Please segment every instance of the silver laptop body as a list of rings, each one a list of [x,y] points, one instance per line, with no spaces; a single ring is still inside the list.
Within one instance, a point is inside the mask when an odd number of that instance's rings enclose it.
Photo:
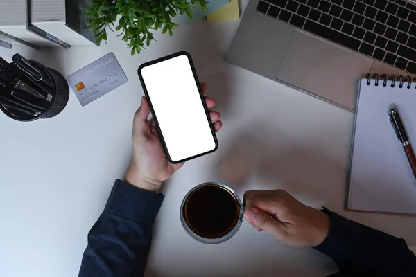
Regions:
[[[261,12],[259,1],[250,0],[246,8],[227,53],[232,64],[350,111],[359,78],[368,73],[412,75]],[[263,2],[272,6],[269,2],[276,1]]]

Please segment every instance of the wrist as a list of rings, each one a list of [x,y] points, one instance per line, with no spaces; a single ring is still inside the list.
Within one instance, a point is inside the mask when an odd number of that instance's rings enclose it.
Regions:
[[[318,233],[316,240],[314,242],[313,247],[317,247],[325,240],[328,233],[329,233],[329,225],[331,220],[329,215],[322,211],[317,211],[317,216],[319,220]]]
[[[137,168],[132,162],[125,173],[124,182],[144,190],[158,193],[162,185],[162,181],[146,177],[137,170]]]

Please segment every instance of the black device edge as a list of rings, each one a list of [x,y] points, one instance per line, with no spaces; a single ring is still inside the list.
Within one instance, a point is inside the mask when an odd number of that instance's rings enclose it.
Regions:
[[[172,160],[172,159],[171,159],[171,156],[169,155],[169,152],[168,151],[168,148],[166,147],[164,138],[163,137],[163,134],[162,134],[162,130],[159,125],[159,122],[157,121],[157,118],[155,113],[155,110],[153,109],[153,106],[152,105],[152,101],[150,100],[150,98],[148,93],[148,91],[146,87],[146,84],[144,84],[144,80],[143,80],[143,76],[141,75],[141,69],[143,69],[143,68],[144,68],[146,66],[148,66],[149,65],[157,64],[158,62],[163,62],[166,60],[170,60],[170,59],[172,59],[175,57],[179,57],[182,55],[184,55],[187,56],[187,57],[188,58],[188,61],[189,62],[189,64],[191,65],[191,69],[192,69],[192,73],[193,74],[193,78],[195,80],[195,82],[196,82],[196,87],[198,88],[201,101],[202,102],[202,105],[204,107],[205,115],[207,116],[207,120],[208,120],[208,125],[209,125],[209,128],[211,129],[211,132],[212,133],[212,137],[214,138],[214,141],[215,142],[215,148],[212,150],[209,150],[209,151],[204,152],[204,153],[198,154],[198,155],[192,156],[189,158],[182,159],[180,161],[174,161]],[[144,92],[144,95],[146,96],[148,102],[149,104],[149,107],[150,108],[150,111],[152,112],[152,116],[153,116],[153,120],[155,120],[155,125],[156,125],[156,129],[157,129],[157,133],[159,134],[159,136],[160,137],[160,141],[162,143],[162,145],[163,146],[163,149],[164,149],[165,154],[166,156],[166,159],[168,159],[168,161],[169,163],[173,163],[173,164],[181,163],[184,161],[189,161],[193,159],[198,158],[199,157],[204,156],[207,154],[212,153],[212,152],[216,151],[216,150],[218,148],[218,141],[216,135],[215,134],[215,130],[214,129],[214,126],[213,126],[212,122],[211,122],[211,117],[209,116],[209,111],[208,111],[207,104],[205,103],[205,99],[204,98],[204,95],[202,94],[202,90],[201,89],[201,87],[200,85],[200,82],[198,78],[198,75],[196,75],[196,71],[195,70],[195,66],[193,66],[192,57],[191,57],[191,55],[188,52],[180,51],[180,52],[175,53],[173,54],[168,55],[167,56],[160,57],[159,59],[156,59],[156,60],[153,60],[150,62],[145,62],[139,66],[139,69],[137,69],[137,75],[139,75],[139,79],[140,79],[140,83],[141,84],[141,87],[143,87],[143,91]]]

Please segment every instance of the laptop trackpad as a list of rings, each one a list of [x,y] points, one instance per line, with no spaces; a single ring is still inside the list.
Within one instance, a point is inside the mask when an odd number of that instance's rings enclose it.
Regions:
[[[372,61],[296,30],[276,78],[354,109],[358,78],[370,72]]]

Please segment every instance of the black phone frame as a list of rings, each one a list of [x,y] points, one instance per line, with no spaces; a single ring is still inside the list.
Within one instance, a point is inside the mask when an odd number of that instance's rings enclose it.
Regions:
[[[173,161],[172,159],[171,158],[171,156],[169,155],[169,152],[168,151],[166,144],[164,138],[163,137],[163,134],[162,132],[160,126],[159,125],[159,123],[157,121],[157,116],[156,116],[156,114],[155,113],[155,110],[154,110],[153,106],[152,105],[152,100],[148,93],[147,89],[146,87],[146,84],[144,83],[144,80],[143,80],[143,76],[141,75],[141,69],[143,69],[146,66],[148,66],[150,65],[155,64],[157,64],[157,63],[159,63],[161,62],[164,62],[166,60],[170,60],[173,57],[179,57],[181,55],[185,55],[188,57],[188,61],[189,62],[189,64],[191,65],[191,69],[192,69],[192,73],[193,74],[193,78],[196,83],[196,87],[198,87],[198,91],[200,94],[201,101],[202,102],[202,106],[204,107],[205,115],[207,116],[207,120],[208,120],[208,125],[209,125],[211,132],[212,133],[212,137],[214,138],[214,141],[215,142],[215,148],[212,150],[209,150],[209,151],[204,152],[204,153],[198,154],[195,156],[185,158],[180,161]],[[150,107],[150,111],[152,112],[152,116],[153,116],[153,120],[155,120],[155,125],[156,125],[156,129],[157,129],[157,133],[159,134],[159,136],[160,137],[160,142],[162,143],[162,145],[163,146],[163,149],[164,149],[165,154],[166,156],[166,159],[168,159],[169,163],[173,163],[173,164],[181,163],[184,161],[189,161],[191,159],[198,158],[198,157],[203,156],[203,155],[206,155],[207,154],[212,153],[218,148],[218,141],[216,135],[215,134],[215,130],[214,129],[214,126],[213,126],[212,122],[211,121],[211,118],[209,116],[209,111],[208,110],[208,108],[207,107],[207,104],[205,103],[205,99],[204,98],[204,95],[202,94],[202,90],[200,85],[198,75],[196,75],[196,71],[195,70],[195,66],[193,66],[193,62],[192,62],[192,58],[191,57],[191,55],[188,52],[180,51],[180,52],[177,52],[177,53],[173,53],[171,55],[168,55],[165,57],[160,57],[159,59],[156,59],[156,60],[152,60],[150,62],[145,62],[144,64],[143,64],[140,65],[140,66],[139,66],[139,69],[137,69],[137,75],[139,75],[139,78],[140,79],[140,82],[141,84],[141,87],[143,87],[143,91],[144,91],[144,95],[146,96],[148,102],[149,103],[149,106]]]

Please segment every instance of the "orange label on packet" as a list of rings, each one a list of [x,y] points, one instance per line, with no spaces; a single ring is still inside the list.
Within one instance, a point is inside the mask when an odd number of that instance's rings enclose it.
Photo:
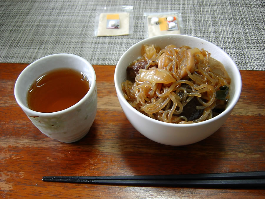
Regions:
[[[159,28],[160,31],[166,30],[168,29],[168,21],[165,17],[159,18],[158,19],[158,23],[159,23]]]
[[[113,20],[115,19],[119,19],[120,17],[118,14],[107,14],[107,19],[109,20]]]

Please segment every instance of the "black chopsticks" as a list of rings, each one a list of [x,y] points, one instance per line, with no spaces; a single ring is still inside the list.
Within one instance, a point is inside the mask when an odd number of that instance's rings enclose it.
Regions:
[[[48,182],[130,186],[265,188],[265,171],[155,175],[44,176]]]

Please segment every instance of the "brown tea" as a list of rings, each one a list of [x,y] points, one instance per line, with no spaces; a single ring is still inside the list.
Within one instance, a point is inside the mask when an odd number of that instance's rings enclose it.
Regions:
[[[82,73],[70,68],[55,69],[32,83],[28,93],[28,105],[39,112],[59,111],[78,102],[89,90],[89,83]]]

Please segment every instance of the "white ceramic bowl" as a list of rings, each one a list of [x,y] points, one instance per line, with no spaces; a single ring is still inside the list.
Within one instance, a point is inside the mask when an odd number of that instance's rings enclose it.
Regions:
[[[152,119],[132,107],[123,97],[121,84],[126,79],[126,68],[129,64],[141,56],[144,43],[153,44],[163,49],[169,44],[177,46],[189,46],[203,48],[211,56],[223,63],[231,79],[230,98],[226,110],[218,116],[198,123],[178,124],[168,123]],[[139,132],[153,141],[168,145],[182,145],[199,142],[219,129],[229,117],[238,100],[241,91],[240,73],[230,57],[218,47],[198,38],[181,35],[158,36],[135,44],[127,50],[118,62],[114,74],[114,82],[118,98],[128,120]]]

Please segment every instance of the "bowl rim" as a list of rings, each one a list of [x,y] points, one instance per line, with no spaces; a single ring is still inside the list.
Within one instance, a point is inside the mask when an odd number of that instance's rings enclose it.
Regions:
[[[161,40],[161,39],[163,39],[164,38],[172,37],[175,38],[185,38],[186,39],[191,39],[192,40],[195,39],[198,41],[200,41],[201,42],[203,43],[205,43],[210,45],[214,46],[216,48],[216,49],[218,49],[218,51],[220,51],[220,52],[221,52],[222,53],[222,55],[226,57],[226,58],[228,60],[229,60],[230,62],[231,62],[232,64],[231,67],[231,68],[233,69],[232,71],[233,71],[233,73],[234,74],[234,76],[236,77],[236,79],[237,79],[237,81],[235,81],[235,84],[236,84],[237,86],[238,86],[238,87],[237,87],[236,89],[235,89],[234,97],[233,98],[232,100],[230,102],[230,103],[228,104],[228,106],[223,111],[218,115],[209,119],[196,123],[193,123],[189,124],[178,124],[168,123],[158,120],[155,119],[153,119],[141,113],[134,108],[125,99],[125,98],[124,97],[123,95],[121,85],[119,85],[119,83],[118,82],[118,81],[117,80],[119,78],[118,75],[120,75],[120,74],[118,73],[118,70],[119,70],[119,68],[120,68],[118,67],[118,66],[120,65],[120,63],[122,62],[122,60],[124,59],[124,57],[127,55],[127,54],[128,54],[128,52],[129,52],[132,49],[135,47],[135,46],[138,45],[140,45],[140,44],[142,44],[145,43],[148,43],[148,41],[151,39],[152,40],[155,39]],[[117,66],[118,66],[118,67],[117,67]],[[114,84],[117,96],[118,97],[119,100],[121,100],[122,102],[125,104],[126,104],[127,105],[127,106],[128,107],[128,108],[131,111],[133,111],[135,114],[136,114],[139,116],[143,117],[145,119],[151,122],[157,123],[158,124],[171,127],[192,127],[194,126],[201,126],[210,123],[214,122],[215,121],[220,119],[227,114],[229,114],[229,115],[230,115],[231,112],[233,110],[233,108],[234,107],[236,104],[237,103],[239,98],[242,88],[242,80],[239,70],[234,62],[226,52],[225,52],[223,50],[208,41],[193,36],[182,34],[170,34],[156,36],[152,37],[145,39],[135,44],[132,46],[127,49],[122,54],[122,55],[119,59],[115,67],[114,72]]]

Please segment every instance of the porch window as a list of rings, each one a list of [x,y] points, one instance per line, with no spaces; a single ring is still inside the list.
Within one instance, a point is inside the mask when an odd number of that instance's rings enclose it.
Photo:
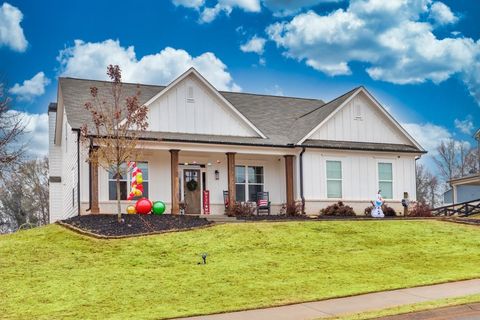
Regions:
[[[137,167],[142,170],[143,177],[143,195],[141,198],[148,198],[148,162],[137,162]],[[132,184],[132,173],[127,172],[127,164],[122,163],[120,166],[120,200],[127,200],[130,193],[130,185]],[[110,171],[108,173],[108,199],[117,200],[117,183],[115,174]],[[139,197],[133,198],[138,200]]]
[[[393,168],[391,163],[378,163],[378,188],[382,190],[383,198],[393,199]]]
[[[237,201],[257,201],[264,189],[263,167],[235,166]]]
[[[327,160],[327,198],[342,197],[342,162]]]

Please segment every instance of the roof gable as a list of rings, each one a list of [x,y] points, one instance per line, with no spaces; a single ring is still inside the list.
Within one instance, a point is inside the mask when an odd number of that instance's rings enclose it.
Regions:
[[[299,143],[307,139],[392,143],[412,145],[423,151],[365,88],[359,87],[341,100]]]
[[[194,68],[190,68],[145,105],[150,130],[266,138]]]

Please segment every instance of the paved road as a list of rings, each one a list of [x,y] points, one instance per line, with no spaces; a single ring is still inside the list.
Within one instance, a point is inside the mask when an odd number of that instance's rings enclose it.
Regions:
[[[239,311],[224,314],[214,314],[192,318],[190,320],[310,320],[340,316],[345,314],[381,310],[407,304],[416,304],[444,298],[463,297],[480,294],[480,279],[450,282],[432,286],[416,287],[369,293],[359,296],[330,299],[317,302],[299,303],[275,308]],[[400,318],[416,319],[416,318]],[[428,318],[418,318],[428,319]],[[432,318],[436,319],[436,318]],[[438,318],[444,320],[444,318]],[[449,318],[445,318],[449,319]],[[452,318],[457,320],[456,318]],[[480,320],[473,318],[458,318],[458,320]],[[395,319],[397,320],[397,319]]]
[[[479,320],[480,303],[440,308],[405,315],[378,318],[379,320]]]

= TASK DESCRIPTION =
Return the lines from the one containing "Please segment every instance of the porch" up to and including the one containing "[[[327,160],[327,198],[342,197],[342,162]]]", character for character, with the picture left out.

= PROBLEM SOLUTION =
Please segment every instance of the porch window as a list of rings, each one a list of [x,y] points, one instance per line, with no spaces; a single ring is still inside the list.
Within one instance, a point is inside the mask when an odd number of that instance's rings enclose it.
Photo:
Regions:
[[[137,167],[142,170],[143,177],[143,195],[141,198],[148,198],[148,162],[137,162]],[[132,184],[132,173],[127,172],[127,164],[122,163],[120,166],[120,200],[127,200],[130,193],[130,185]],[[110,171],[108,173],[108,199],[117,200],[117,183],[115,174]],[[139,197],[133,198],[138,200]]]
[[[393,168],[391,163],[378,163],[378,188],[382,190],[383,198],[393,199]]]
[[[237,201],[257,201],[264,189],[263,167],[235,166]]]
[[[327,160],[327,198],[342,197],[342,162]]]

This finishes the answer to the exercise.